Only the lines from the one containing "of the vertical" to the end of the material belong in your answer. Please copy them word for word.

__SUPPLIED INFORMATION__
===============
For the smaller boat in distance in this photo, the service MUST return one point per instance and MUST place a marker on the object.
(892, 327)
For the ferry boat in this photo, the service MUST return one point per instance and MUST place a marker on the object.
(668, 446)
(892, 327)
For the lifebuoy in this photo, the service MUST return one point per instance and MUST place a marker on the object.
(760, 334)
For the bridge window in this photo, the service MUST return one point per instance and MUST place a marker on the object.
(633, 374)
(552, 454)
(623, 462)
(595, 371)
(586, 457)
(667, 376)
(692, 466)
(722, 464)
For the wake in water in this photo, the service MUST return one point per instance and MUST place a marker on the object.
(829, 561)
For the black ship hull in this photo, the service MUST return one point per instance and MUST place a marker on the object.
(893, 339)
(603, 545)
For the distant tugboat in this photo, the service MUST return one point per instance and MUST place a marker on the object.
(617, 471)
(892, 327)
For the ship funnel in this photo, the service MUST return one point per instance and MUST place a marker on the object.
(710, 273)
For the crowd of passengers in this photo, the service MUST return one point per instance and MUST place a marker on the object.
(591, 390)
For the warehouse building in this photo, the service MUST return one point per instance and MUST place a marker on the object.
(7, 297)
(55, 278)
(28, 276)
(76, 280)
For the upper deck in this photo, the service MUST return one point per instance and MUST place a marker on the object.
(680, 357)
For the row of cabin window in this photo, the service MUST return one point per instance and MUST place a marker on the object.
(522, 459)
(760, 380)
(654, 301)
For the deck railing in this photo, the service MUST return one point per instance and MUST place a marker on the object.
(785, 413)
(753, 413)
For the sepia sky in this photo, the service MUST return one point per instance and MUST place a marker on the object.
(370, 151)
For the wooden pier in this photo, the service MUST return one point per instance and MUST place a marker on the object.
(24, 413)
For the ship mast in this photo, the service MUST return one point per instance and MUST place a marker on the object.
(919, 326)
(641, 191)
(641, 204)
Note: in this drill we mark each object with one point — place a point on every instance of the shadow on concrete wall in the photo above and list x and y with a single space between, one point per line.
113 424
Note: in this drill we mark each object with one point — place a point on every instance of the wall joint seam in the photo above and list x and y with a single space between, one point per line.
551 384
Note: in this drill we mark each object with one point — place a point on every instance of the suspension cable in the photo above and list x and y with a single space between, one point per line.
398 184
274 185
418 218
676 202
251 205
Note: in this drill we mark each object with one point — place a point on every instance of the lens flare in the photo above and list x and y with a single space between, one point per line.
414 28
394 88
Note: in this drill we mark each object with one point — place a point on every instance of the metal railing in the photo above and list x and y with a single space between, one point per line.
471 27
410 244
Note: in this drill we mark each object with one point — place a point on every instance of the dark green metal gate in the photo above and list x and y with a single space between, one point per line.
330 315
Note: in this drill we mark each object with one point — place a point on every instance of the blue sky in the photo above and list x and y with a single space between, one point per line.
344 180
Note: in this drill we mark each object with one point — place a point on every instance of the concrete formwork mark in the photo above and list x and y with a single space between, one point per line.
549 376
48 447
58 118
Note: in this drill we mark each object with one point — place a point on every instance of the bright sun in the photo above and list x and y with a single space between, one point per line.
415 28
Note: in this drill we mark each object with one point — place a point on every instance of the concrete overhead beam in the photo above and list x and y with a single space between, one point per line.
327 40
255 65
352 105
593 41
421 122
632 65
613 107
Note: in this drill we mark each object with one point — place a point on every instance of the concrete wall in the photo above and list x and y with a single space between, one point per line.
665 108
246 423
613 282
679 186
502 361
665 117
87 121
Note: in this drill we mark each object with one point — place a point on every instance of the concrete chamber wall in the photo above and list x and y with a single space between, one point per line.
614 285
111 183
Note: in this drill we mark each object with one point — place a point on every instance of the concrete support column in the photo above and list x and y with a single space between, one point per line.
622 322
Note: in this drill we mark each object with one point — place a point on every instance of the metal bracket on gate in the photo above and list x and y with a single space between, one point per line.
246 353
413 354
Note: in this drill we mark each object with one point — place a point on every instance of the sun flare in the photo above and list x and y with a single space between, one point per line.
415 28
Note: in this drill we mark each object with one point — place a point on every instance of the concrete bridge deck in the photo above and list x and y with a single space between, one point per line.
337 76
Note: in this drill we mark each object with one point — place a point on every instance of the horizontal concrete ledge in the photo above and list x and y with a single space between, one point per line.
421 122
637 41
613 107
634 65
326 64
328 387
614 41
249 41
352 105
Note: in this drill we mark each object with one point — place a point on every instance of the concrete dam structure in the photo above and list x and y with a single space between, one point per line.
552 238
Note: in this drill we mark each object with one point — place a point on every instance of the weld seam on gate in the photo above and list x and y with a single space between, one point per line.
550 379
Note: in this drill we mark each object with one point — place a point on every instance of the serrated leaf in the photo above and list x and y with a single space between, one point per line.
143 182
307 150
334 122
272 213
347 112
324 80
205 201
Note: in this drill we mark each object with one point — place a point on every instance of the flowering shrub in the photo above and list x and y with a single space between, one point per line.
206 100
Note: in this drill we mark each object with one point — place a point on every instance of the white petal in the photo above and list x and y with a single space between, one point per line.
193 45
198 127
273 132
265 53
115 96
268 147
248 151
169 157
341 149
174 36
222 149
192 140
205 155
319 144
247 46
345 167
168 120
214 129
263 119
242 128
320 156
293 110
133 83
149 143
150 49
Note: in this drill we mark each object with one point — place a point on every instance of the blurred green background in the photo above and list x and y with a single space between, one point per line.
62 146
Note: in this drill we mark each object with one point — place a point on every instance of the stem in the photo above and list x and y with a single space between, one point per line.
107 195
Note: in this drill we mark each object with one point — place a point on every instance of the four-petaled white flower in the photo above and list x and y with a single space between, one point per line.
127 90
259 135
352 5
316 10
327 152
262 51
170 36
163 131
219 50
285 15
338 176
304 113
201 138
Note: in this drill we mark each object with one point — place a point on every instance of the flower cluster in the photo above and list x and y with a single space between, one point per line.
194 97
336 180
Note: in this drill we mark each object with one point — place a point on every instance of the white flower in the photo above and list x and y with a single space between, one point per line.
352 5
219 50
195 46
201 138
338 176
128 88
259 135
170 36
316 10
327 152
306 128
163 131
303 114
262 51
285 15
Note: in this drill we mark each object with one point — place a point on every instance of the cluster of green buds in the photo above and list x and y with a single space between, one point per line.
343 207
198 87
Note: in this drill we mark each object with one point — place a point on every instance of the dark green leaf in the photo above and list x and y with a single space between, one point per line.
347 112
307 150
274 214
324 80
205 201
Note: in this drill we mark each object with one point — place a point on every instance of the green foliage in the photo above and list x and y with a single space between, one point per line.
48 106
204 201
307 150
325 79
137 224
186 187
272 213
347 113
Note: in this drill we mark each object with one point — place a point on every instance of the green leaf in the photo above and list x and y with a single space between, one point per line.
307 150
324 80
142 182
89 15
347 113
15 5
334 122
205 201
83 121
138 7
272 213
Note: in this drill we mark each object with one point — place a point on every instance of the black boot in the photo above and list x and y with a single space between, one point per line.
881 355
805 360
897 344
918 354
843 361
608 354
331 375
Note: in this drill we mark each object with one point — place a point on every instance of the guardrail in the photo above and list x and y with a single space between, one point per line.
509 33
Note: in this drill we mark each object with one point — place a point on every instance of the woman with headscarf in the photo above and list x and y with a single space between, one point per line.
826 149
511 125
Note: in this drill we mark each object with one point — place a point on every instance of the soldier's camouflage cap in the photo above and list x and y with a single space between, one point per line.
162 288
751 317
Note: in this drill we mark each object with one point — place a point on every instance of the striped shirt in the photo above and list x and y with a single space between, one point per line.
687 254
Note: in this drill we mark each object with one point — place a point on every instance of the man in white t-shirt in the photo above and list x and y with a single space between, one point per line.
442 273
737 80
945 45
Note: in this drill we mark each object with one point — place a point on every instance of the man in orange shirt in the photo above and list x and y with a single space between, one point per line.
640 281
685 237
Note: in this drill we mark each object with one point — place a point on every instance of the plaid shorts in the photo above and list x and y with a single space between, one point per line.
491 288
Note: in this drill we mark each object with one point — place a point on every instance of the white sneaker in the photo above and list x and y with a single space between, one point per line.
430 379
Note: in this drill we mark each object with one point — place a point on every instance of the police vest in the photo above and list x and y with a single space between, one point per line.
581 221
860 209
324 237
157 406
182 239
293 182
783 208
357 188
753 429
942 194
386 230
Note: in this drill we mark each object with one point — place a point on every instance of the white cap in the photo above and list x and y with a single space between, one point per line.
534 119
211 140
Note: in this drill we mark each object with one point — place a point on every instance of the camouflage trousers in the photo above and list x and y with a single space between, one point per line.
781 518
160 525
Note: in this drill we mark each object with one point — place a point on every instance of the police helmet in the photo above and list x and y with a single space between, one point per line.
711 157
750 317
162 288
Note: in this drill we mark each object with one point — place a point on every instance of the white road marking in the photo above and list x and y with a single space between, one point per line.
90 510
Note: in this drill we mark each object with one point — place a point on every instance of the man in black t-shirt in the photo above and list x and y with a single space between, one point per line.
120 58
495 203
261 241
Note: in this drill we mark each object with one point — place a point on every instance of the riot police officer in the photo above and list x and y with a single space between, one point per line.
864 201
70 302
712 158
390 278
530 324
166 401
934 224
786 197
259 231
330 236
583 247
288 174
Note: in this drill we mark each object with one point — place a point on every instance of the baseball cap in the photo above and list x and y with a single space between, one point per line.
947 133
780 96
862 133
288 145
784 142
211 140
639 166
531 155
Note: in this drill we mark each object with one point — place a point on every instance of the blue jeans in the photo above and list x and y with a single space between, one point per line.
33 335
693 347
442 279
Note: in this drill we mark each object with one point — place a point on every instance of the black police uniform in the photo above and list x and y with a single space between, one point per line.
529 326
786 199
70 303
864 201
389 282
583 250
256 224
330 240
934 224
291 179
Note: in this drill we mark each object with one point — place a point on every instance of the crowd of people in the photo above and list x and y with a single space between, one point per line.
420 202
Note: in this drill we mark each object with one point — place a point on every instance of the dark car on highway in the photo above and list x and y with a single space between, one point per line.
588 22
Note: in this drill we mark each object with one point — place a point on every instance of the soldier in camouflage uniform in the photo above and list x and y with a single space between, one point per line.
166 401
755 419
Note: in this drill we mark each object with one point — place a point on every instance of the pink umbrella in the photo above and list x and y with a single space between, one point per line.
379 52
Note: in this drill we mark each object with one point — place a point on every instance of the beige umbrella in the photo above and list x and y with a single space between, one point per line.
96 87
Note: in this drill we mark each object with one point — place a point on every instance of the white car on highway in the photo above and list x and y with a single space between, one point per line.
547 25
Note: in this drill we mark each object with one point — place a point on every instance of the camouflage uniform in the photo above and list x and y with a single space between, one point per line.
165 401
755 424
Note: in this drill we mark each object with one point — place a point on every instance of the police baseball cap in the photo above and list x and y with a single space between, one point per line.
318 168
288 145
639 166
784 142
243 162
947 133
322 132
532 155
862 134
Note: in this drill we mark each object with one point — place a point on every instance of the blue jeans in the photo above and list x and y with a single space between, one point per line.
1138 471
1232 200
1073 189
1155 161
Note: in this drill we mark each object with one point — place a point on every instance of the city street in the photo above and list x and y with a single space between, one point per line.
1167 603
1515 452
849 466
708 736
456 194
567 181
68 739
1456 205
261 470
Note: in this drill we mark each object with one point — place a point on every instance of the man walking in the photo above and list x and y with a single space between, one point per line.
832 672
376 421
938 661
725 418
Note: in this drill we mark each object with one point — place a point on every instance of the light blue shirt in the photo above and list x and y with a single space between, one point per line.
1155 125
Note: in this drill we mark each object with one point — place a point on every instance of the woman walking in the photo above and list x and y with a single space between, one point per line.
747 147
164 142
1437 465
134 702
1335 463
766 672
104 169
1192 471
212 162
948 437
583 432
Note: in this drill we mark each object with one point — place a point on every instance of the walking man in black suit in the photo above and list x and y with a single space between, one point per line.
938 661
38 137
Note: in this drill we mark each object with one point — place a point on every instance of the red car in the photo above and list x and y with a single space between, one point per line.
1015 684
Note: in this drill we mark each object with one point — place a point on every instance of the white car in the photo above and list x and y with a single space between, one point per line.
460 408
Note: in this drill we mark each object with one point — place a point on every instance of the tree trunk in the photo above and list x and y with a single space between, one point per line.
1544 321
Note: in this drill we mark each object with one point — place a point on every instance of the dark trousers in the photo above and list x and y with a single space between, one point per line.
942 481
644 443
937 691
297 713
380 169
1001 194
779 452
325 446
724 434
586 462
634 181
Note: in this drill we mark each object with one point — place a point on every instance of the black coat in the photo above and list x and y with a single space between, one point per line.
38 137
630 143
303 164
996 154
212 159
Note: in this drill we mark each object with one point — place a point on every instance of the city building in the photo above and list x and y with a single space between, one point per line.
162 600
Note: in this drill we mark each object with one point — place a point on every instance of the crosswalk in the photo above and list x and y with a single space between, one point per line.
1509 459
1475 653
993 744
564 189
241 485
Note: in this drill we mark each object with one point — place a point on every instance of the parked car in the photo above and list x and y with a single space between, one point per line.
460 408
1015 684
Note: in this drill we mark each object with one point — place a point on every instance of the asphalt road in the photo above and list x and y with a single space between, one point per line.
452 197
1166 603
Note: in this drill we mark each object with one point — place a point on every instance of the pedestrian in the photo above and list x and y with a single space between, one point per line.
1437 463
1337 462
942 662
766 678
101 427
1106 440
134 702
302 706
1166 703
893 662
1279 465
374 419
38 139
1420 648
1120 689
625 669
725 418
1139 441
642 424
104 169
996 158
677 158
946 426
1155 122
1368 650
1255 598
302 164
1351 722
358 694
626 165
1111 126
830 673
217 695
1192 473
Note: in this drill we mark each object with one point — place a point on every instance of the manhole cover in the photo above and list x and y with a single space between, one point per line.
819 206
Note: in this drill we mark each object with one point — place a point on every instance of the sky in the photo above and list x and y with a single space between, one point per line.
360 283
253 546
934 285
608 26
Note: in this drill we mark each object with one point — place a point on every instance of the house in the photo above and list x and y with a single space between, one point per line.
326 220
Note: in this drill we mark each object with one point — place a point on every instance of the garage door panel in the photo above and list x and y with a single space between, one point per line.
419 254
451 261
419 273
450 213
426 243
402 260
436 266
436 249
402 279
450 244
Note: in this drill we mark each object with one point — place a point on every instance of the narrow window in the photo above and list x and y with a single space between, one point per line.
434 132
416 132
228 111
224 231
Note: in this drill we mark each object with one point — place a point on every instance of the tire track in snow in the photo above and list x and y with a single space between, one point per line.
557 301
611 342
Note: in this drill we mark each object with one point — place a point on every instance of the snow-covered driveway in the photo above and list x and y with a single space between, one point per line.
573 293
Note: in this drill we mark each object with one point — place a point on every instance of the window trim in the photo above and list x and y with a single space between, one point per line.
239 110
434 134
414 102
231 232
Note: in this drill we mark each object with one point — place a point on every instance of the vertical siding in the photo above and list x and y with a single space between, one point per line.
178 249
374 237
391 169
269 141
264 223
===============
__REPLY__
Note: in this drill we mark each object with one point — place a point on every instance of the vertical siding in the photo above and list x and y with a single space between, one point per line.
178 249
374 237
391 169
269 141
264 223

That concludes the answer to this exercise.